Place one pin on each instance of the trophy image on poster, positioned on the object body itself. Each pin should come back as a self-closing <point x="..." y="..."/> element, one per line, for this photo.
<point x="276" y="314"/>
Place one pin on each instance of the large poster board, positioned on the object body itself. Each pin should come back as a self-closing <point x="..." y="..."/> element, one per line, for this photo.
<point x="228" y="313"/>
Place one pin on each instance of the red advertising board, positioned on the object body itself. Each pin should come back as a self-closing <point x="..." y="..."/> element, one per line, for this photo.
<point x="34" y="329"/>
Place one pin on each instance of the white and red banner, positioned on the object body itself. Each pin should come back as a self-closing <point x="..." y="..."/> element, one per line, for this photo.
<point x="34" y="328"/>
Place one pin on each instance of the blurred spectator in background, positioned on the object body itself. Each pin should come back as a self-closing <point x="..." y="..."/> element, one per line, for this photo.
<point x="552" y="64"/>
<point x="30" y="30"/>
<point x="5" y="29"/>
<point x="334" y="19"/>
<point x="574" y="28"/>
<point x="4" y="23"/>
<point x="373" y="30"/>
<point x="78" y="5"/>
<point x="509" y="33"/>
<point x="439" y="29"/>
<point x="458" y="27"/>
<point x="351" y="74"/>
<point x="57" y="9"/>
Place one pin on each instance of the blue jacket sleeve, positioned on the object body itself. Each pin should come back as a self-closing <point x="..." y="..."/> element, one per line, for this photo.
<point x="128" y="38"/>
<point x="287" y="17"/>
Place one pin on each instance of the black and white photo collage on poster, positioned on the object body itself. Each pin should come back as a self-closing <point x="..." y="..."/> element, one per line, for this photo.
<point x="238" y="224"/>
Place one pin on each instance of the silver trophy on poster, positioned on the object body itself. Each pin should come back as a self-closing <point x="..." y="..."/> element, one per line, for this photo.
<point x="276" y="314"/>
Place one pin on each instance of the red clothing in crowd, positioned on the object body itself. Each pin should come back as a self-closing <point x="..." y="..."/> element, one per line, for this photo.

Written instruction.
Write out all the items above again, swapping every "pin" for "marker" and leaving everything else unchanged.

The answer.
Place one marker on each instance of the trophy image on poster, positioned on the object body itself. Each marker should come back as a self-closing <point x="..." y="..."/> element, one per line, for this photo.
<point x="276" y="314"/>
Place one marker on each instance of the large poster board, positioned on the object body itself. Each marker should come back as a self-closing <point x="..." y="..."/> element, one per line, for this photo.
<point x="228" y="313"/>
Place one marker on each instance of the red advertising board, positioned on the object body itself. Each marker should come back as a self-closing <point x="..." y="..."/> element, one per line, for this photo.
<point x="34" y="329"/>
Place one marker on each instance of the white and red banner, positioned on the object body itself. Each marker should come back as a self-closing <point x="..." y="..."/> element, one per line, for this photo.
<point x="34" y="328"/>
Place one marker on each instance of the blurred spectator in background, positioned on the object body itself. Each marker should come back as a self-closing <point x="..." y="..."/> element, one per line, for this photo.
<point x="552" y="64"/>
<point x="30" y="30"/>
<point x="5" y="29"/>
<point x="334" y="19"/>
<point x="574" y="28"/>
<point x="4" y="23"/>
<point x="373" y="30"/>
<point x="78" y="5"/>
<point x="509" y="33"/>
<point x="439" y="29"/>
<point x="458" y="27"/>
<point x="351" y="74"/>
<point x="57" y="9"/>
Place one marker on each instance of the blue jacket sleeve, positioned on the object body itself. Each marker should come back as a self-closing <point x="..." y="..."/> element, one per line, for this photo.
<point x="128" y="38"/>
<point x="287" y="17"/>
Place one marker on each instance of the black and white photo collage on poster, positioned on the object body itself. Each marker should come back as a self-closing <point x="..." y="..."/> element, one per line, for this photo.
<point x="238" y="224"/>
Place one marker on each instance of the silver trophy on poster, positioned on the object body itself. Each marker should come back as a self-closing <point x="..." y="..."/> element, one per line, for this photo.
<point x="276" y="314"/>
Place one marker on each instance of the red clothing in crowd, positioned on the object body itself. Each marker should come back as a self-closing <point x="..." y="..."/> element, one per line, for this photo.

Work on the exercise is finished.